Excerpted passage –
===
Swarm

Below is a code example that defines a federated learning swarm using the Manta platform. The FLSwarm class demonstrates how to set up the worker, aggregator, and scheduler modules.

from pathlib import Path
from manta.module import Module
from manta.swarm import Swarm
from manta_light.utils import numpy_to_bytes
from modules.worker.model import MLP

class FLSwarm(Swarm):
    def __init__(self):
        super().__init__()

        # Define the Aggregator module, which combines updates from all workers
        self.aggregator = Module(
            Path("modules/aggregator.py"),
            "fl-pytorch-mnist:latest",  # Docker image used for the aggregator
            method="any",               # Execution method
            fixed=False,
            maximum=1,                  # Only one aggregator is used
            alias="aggregator",
        )

        # Define the Worker module, which handles local model training
        self.worker = Module(
            Path("modules/worker"),
            "fl-pytorch-mnist:latest",  # Docker image used for workers
            alias="worker",
        )

        # Define the Scheduler module, which manages the swarm's iterations
        self.scheduler = Module(
            Path("modules/scheduler.py"),
            "fl-pytorch-mnist:latest",  # Docker image used for the scheduler
            maximum=1,                  # Only one scheduler is used
            alias="scheduler",
        )

        # Set global hyperparameters shared by all tasks in the swarm
        self.set_global(
            "hyperparameters",
            {
                "epochs": 1,
                "batch_size": 32,
                "loss": "CrossEntropyLoss",
                "loss_params": {},
                "optimizer": "SGD",
                "optimizer_params": {"lr": 0.01, "momentum": 0.9},
            },
        )

        # Initialize the global model parameters,
        # converting them to bytes for transmission
        self.set_global("global_model_params", numpy_to_bytes(MLP().get_weights()))

    def execute(self):
        """
===
Written exercise 1 –
Answer these about the Swarm code example, one per line:
(a) Which Docker image does the aggregator module use?
(b) What batch size is set in the global hyperparameters?
(c) What learning rate is given for the optimizer?
===
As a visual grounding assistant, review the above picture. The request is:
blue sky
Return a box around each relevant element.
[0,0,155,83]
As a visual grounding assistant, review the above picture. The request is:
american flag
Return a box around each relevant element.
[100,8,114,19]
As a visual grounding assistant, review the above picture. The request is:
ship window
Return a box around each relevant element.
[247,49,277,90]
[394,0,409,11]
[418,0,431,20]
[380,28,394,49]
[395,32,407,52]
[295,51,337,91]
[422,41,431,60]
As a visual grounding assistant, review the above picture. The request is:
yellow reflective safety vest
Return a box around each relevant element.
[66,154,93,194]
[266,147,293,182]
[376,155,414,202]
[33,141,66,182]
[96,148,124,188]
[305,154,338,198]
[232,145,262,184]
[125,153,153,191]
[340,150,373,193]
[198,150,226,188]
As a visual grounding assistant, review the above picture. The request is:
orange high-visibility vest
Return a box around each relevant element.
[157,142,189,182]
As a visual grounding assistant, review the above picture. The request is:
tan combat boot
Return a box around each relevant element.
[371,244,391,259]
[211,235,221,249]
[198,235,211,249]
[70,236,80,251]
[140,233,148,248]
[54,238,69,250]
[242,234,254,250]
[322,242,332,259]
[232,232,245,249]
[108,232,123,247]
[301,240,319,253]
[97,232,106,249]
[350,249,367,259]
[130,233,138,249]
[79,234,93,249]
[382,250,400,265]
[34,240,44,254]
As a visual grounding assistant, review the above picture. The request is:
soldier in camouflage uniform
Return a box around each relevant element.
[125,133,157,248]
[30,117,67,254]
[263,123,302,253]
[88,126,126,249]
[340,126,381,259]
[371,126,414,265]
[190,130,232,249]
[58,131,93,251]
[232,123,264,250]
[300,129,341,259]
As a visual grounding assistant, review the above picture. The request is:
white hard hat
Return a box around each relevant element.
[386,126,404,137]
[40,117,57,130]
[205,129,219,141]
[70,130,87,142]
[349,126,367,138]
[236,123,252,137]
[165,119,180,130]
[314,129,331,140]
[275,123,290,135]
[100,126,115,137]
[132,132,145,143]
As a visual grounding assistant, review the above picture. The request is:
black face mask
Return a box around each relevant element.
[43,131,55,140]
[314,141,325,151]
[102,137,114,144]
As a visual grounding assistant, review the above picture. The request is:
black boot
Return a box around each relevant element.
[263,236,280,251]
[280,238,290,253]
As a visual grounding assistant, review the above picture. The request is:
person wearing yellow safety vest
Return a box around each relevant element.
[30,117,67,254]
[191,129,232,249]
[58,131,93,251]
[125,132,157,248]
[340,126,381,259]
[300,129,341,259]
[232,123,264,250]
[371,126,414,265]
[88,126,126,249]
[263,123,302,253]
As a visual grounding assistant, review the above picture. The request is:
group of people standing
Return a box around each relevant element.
===
Written exercise 2 – Pull out every line of the records that contains the word "safety".

Correct output 1 –
(a) fl-pytorch-mnist:latest
(b) 32
(c) 0.01

Correct output 2 –
yellow reflective safety vest
person wearing yellow safety vest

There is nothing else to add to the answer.